═════ Quoted text ═════
Beginnings of federation[edit]

During the war, Northern Rhodesian politicians, led by Roy Welensky, had formed a party in support of amalgamation between the two Rhodesias. After the Southern Rhodesian election in 1948 returned the United Party, which was also in support of amalgamation, talks began for a closer union between the two territories. These aims were to eventually manifest as the Federation of Rhodesia and Nyasaland.

The main reason behind amalgamation was to bring the Rhodesias into closer economic union. The post-World War II boom had begun in earnest, and politicians in both territories desired to make the best possible use of it. Northern Rhodesia contained vast copper mines, which would provide a large source of revenue, while Southern Rhodesia had a diversified economy based on agriculture and minerals, with a small but growing manufacturing sector.

Map of the Federation. Tanganyika is now Tanzania, Nyasaland is now Malawi, Southern Rhodesia became Rhodesia and then Zimbabwe, Bechuanaland is now Botswana, and Northern Rhodesia is now Zambia.

The British Labour Government of Clement Attlee was opposed to amalgamation, but following the National Party's victory in South Africa in 1948 and the beginnings of Apartheid, there were fears of Southern Rhodesia falling into its sphere of influence. The compromise, negotiated over years of conferences between 1949 and 1952, was for a federation which would also include the small colony of Nyasaland. Southern Rhodesia would retain its system of self government, and the other two territories would remain under Colonial Office control, but powers from all three territories would be delegated to a federal system. The United Kingdom would continue to control external affairs, and hold a veto over any legislation which would prevent black advancement; the federation was intended to be one of 'racial partnership'--a balance between Apartheid South Africa and the emerging Black Nationalism of the north.

Whites in all three territories were broadly supportive of federation, but the blacks, who constituted the vast majority of the population, and insofar as their opinion could be gauged, were opposed. This was especially true in the two northern territories, where educated black opinion feared that the Southern Rhodesian system of government (controlled by the white settlers, rather than the colonial office) would be imposed upon them.

In March 1951, the four governments (British, Northern Rhodesian, Southern Rhodesian and Nyasalandian) met in London to work out the basis for federation. During this meeting, political representation, powers to be delegated to the federal government, black representation and interests, and the system of government itself were essentially agreed upon. Although the agreement reached upon the conference's completion was non-binding, it provided the blueprint for the final negotiations which were to take place in the coming year.
═════ Exercise materials ═════
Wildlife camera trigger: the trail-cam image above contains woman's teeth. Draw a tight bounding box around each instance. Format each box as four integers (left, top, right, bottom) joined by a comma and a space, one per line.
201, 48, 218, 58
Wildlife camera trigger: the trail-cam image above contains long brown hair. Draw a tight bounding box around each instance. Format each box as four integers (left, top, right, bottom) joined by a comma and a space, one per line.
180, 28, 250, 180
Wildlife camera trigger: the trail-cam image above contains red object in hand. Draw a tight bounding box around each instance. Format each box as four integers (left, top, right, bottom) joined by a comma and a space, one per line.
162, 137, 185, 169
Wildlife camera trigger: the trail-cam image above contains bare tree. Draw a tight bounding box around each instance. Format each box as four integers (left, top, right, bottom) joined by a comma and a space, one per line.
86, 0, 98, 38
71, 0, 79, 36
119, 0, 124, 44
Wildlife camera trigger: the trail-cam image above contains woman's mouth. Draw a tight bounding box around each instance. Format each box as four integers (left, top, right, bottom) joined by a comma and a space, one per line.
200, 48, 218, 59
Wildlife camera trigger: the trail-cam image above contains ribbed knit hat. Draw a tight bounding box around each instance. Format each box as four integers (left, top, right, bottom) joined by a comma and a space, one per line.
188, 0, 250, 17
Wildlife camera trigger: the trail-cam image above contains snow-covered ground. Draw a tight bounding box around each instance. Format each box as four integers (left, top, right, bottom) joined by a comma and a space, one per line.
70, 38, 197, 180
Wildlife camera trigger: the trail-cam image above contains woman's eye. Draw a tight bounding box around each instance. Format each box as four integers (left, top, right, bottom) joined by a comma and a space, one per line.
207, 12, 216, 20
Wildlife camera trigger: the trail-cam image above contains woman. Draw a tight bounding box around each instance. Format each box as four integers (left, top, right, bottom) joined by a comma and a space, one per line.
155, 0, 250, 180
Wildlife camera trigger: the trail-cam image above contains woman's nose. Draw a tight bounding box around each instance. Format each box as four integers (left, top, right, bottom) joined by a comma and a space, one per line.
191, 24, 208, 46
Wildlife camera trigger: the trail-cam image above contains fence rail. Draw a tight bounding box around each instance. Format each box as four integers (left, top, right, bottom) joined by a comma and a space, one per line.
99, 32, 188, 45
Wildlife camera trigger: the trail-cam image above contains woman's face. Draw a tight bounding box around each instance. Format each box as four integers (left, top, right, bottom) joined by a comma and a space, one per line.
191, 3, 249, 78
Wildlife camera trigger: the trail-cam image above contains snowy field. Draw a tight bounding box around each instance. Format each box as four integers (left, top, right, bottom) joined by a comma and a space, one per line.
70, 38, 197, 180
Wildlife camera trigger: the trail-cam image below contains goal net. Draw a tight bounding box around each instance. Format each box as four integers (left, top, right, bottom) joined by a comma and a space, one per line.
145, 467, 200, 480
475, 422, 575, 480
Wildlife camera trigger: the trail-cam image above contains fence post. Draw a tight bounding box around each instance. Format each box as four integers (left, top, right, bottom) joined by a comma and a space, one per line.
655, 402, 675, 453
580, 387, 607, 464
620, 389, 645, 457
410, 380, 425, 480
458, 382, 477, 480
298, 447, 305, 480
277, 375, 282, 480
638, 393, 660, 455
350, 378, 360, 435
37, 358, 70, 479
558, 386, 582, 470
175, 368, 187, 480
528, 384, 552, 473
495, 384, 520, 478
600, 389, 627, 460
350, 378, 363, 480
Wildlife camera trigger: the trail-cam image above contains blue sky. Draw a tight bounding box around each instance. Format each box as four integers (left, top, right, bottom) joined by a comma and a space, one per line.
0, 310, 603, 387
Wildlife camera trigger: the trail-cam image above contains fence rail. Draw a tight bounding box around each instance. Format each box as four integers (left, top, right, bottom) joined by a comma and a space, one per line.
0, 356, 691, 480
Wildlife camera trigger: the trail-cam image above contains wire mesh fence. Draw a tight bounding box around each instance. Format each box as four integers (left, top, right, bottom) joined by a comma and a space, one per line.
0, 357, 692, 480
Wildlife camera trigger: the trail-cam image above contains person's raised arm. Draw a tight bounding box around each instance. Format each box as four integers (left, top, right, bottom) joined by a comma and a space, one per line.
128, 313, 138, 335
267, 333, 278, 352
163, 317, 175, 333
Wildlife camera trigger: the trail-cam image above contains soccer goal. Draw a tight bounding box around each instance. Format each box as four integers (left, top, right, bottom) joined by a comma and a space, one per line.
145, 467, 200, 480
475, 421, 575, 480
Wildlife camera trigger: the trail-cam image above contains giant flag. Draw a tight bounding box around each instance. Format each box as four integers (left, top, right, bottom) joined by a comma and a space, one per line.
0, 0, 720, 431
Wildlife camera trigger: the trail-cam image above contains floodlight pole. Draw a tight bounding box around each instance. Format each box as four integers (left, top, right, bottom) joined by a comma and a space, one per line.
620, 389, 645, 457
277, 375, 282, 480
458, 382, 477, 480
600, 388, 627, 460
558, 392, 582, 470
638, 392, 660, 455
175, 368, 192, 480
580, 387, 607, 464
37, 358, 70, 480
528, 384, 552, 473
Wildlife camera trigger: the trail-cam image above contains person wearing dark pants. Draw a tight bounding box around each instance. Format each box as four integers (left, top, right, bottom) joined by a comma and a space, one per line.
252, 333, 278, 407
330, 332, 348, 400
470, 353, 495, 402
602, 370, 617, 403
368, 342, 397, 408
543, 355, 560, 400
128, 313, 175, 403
═════
Task list -
1. Make a Markdown table with the columns Row and Line from the entries between the first line and the line that holds "180, 28, 250, 180", inclusive. Give each line its own numbered row and leave out any blank lines.
2. Carry the passage on the origins of the Federation of Rhodesia and Nyasaland further, picking up after its last sentence.

Results in order -
1.
| Row | Line |
|---|---|
| 1 | Wildlife camera trigger: the trail-cam image above contains woman's teeth. Draw a tight bounding box around each instance. Format each box as four integers (left, top, right, bottom) joined by a comma and a space, one per line. |
| 2 | 201, 48, 218, 58 |
| 3 | Wildlife camera trigger: the trail-cam image above contains long brown hair. Draw a tight bounding box around each instance. Format each box as four integers (left, top, right, bottom) joined by a comma and a space, one per line. |
| 4 | 180, 28, 250, 180 |

2.
Although the British Labour Government had agreed to federation, and had led the talks, it lost office in the October 1951 election to the Conservatives. When the laws for the establishment of the federation were put through the House of Commons in March 1953 (the Rhodesia and Nyasaland Federation Act), Labour would vote against them on the basis of their not being a majority of black opinion in favour of federation. The Southern Rhodesian referendum on federation gave 25,570 in favour and 14,729 against, while the northern territories legislative councils approved the laws. On September 4 the federation was proclaimed and its first Governor General sworn in.

Southern Rhodesia Prime Minister Godfrey Huggins resigned his position on September 7, and was appointed interim federal Prime Minister by the Governor General. Elections were held on December 15, and the United Federal Party, created by Huggins and Welensky specifically for federation, won a victory with twice as many votes over their Confederate Party rivals, who advocated a system similar to Apartheid for the federation.

Postwar economic expansion[edit]

With Huggins making the move to the federal sphere, a new Southern Rhodesian Premier (the position had been changed from Prime Minister to distinguish between the federal and territorial leaders) was elected: Garfield Todd, a New Zealand-born missionary who had built up a large ranch near Shabani. As many members of the Southern Rhodesian assembly had moved into federal politics, an election was necessary, and Todd won 26 out of 30 seats in the 1954 election for his United Rhodesia Party (analogous to the federal UFP), with the opposition being four independent members.

Garfield Todd as Premier of Southern Rhodesia.

Beyond the politics of Southern Rhodesia, the economy was fast expanding, and had done so during World War II (the impetus then being its contribution to Britain's war effort), and afterwards. The resources of the territory—mineral and agricultural, were in high demand worldwide, and combined with a large increase in white immigration, growth was visible beyond treasury figures, shown in the expanding skylines of Salisbury and Bulawayo.

Unlike other English-speaking countries and territories worldwide, Southern Rhodesia applied stringent immigration restrictions, requiring newcomers to have monetary capital or educational qualifications, preventing a 'poor white' situation as in South Africa and other countries. At the end of the World War, the white population of the territory stood at 82,000, and five years later it was 135,000. Most of the these immigrants were either British, or English-speaking South Africans, but there were tiny minorities of Afrikaners, Greeks, and Italians.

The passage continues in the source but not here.